EXCERPTED TEXT
I am interested in calculating the dN/dS ratio along all the codon sites across all the columns of ~45 aligned RNA virus genomes (including non-coding regions). I am not exactly sure of the best way to go about this. Should I run the whole genome at once, or specific regions at a time? How should gaps in the alignment be handled? I have seen many programs that calculate these values but I am not sure which would be the best (PAUP, PAML, MrBayes, etc).
I am especially interested in seeing if there is any selection to conserve synonymous codons in the non coding regions. So it is better to use individual regions. Should I just cut these regions from the whole genome alignment or independently align them? I agree that PAML is difficult to use, lots of parameters.

EXTRACTED INFORMATION
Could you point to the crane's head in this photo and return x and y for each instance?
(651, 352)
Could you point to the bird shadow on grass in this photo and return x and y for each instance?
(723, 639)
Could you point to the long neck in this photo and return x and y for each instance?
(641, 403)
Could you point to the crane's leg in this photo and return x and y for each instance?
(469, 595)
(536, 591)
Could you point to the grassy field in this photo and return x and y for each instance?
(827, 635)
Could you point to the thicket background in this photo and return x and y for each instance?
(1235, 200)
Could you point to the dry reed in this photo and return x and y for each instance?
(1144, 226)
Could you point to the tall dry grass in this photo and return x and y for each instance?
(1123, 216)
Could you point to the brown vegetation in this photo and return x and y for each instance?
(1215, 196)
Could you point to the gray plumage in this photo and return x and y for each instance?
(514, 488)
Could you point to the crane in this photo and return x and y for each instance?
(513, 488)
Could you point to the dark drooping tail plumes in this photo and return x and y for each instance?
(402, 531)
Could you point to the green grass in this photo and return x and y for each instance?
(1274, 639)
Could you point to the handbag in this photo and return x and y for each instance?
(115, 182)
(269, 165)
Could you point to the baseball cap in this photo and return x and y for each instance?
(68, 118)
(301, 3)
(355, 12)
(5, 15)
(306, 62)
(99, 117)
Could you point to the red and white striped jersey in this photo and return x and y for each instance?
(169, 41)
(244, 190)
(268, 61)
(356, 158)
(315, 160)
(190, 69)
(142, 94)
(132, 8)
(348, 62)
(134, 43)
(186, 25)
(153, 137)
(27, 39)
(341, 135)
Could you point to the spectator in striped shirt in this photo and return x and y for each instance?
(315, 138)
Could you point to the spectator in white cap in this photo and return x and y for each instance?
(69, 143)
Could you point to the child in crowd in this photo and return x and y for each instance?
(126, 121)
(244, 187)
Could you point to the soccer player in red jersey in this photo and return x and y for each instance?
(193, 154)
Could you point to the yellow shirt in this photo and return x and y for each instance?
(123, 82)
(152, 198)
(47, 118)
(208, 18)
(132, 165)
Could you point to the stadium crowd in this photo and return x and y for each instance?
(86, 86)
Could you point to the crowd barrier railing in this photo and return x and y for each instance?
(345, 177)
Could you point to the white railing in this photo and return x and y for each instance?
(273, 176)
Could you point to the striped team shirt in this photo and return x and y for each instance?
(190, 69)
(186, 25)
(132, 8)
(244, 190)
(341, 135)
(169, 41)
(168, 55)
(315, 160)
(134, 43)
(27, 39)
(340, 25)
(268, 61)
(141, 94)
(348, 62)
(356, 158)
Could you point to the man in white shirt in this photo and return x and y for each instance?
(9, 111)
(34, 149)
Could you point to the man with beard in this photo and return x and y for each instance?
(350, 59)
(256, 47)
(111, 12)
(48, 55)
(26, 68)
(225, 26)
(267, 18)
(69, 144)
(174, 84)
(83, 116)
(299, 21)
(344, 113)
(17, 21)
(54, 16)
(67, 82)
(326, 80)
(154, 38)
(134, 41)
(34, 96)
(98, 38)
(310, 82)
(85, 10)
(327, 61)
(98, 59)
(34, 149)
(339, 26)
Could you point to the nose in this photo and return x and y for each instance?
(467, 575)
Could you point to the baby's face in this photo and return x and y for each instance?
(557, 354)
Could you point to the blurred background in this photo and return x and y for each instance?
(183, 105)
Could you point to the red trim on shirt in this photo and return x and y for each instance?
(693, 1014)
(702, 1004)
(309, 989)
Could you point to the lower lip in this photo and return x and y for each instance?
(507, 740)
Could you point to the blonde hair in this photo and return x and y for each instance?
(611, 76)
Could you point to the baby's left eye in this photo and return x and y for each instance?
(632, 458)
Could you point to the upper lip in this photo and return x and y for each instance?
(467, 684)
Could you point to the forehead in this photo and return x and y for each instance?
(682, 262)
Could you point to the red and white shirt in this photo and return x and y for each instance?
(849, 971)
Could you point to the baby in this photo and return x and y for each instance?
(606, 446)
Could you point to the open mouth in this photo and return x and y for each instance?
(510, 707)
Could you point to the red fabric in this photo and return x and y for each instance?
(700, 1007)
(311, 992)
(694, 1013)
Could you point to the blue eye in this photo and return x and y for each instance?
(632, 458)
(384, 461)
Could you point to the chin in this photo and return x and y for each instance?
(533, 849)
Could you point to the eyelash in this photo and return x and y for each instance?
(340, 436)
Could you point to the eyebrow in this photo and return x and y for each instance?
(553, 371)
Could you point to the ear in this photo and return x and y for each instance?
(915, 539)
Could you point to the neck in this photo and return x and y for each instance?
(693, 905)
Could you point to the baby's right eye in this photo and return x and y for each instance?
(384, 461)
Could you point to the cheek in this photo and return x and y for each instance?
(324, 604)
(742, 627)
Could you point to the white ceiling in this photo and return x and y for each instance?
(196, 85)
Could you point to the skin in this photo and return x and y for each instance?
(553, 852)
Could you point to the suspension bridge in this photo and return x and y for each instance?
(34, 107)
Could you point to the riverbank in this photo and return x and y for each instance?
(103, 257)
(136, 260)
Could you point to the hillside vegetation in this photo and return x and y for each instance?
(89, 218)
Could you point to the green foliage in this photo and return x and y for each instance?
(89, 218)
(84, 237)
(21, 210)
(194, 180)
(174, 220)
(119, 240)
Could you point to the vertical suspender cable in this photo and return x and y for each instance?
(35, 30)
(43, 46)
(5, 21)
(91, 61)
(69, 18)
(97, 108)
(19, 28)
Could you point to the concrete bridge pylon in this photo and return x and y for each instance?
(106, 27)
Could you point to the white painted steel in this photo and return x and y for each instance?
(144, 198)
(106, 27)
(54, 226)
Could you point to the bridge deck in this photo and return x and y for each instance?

TASK A
List each software program the post on dN/dS in RNA virus genomes mentions by name.
TASK B
Please write the next part of the post on dN/dS in RNA virus genomes, picking up after its final sentence.

EXPECTED ANSWER A
PAUP, PAML, MrBayes

EXPECTED ANSWER B
I think it would be better to localize the regions with sinteny and perform independent alignments using them, similar to looking for orthologs when working with genes. If you perform the whole genome alignment and then cut it it's going to take a lot of time, computational power and you will introduce a lot of errors due to alignment programmes imperfection trying to align non-homologous regions.
The biggest problem I have with PAML is dealing with the parameterization of it, any suggestions to that end?
Actually the link that posted fransua contains a tutorial to run the free ratio model that is the one to calculate dN/dS. I would recommend you to use ete2 or at least follow the instructions in the tutorial to configure your PAML parameters file.